Exercise instructions:
**A)** From the ALIGNN training tutorial, translate this sentence into German: "Set calculate_gradient: true for forces to be computed."
**B)** Rewrite the ALIGNN training tutorial starting at "Note cutoff and" and ending at "print('atom_features :', c.get('atom_features'))", substituting "max_nbrs" for every occurrence of "max_neighbors".

Plotly for the RDF plot: pip install plotly.

Working directory for this tutorial: MELT/ (create anywhere).

1. Train the model¶

Standard training command — nothing new here:

train_alignn.py \
    --root_dir DataDir/ \
    --config config.json \
    --output_dir OutputDir

When training finishes, OutputDir/ contains:

OutputDir/
├── best_model.pt        # weights
├── config.json          # hyperparameters + cutoff + neighbor_strategy
├── history_*.json
└── ...

Important — requirements for the LAMMPS path:

In config.json, set model.name: "alignn_atomwise_pure" so forward_tensors_z (the TorchScript entry point) is available. If you trained with alignn_atomwise (DGL-backed), see the note at the end of this page.
Set calculate_gradient: true for forces to be computed.
Note cutoff and max_neighbors from config.json — you'll pass them to pair_style alignn.

Quick look-up:

python -c "
import json
c = json.load(open('OutputDir/config.json'))
print('cutoff        :', c['cutoff'], 'Å')
print('max_neighbors :', c['max_neighbors'])
print('atom_features :', c.get('atom_features'))
print('model.name    :', c['model']['name'])

Recorded data:
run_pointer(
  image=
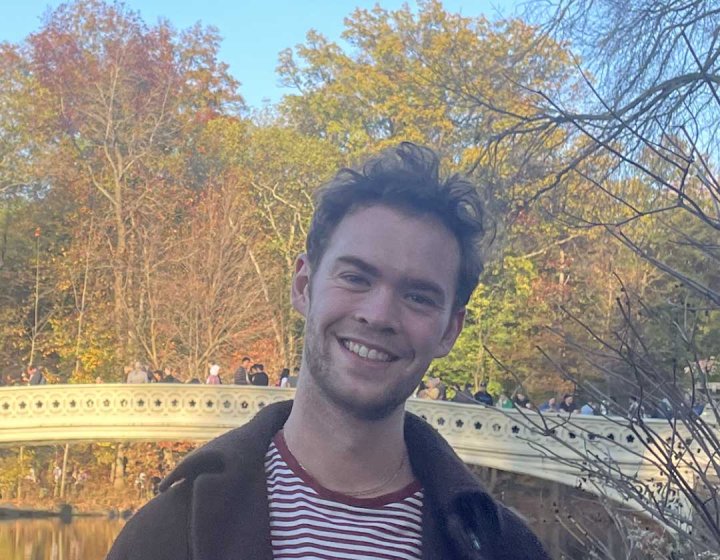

Worked solutions:
**A)** Setzen Sie calculate_gradient: true, damit Kräfte berechnet werden.

**B)**
Note cutoff and max_nbrs from config.json — you'll pass them to pair_style alignn.

Quick look-up:

python -c "
import json
c = json.load(open('OutputDir/config.json'))
print('cutoff        :', c['cutoff'], 'Å')
print('max_nbrs :', c['max_nbrs'])
print('atom_features :', c.get('atom_features'))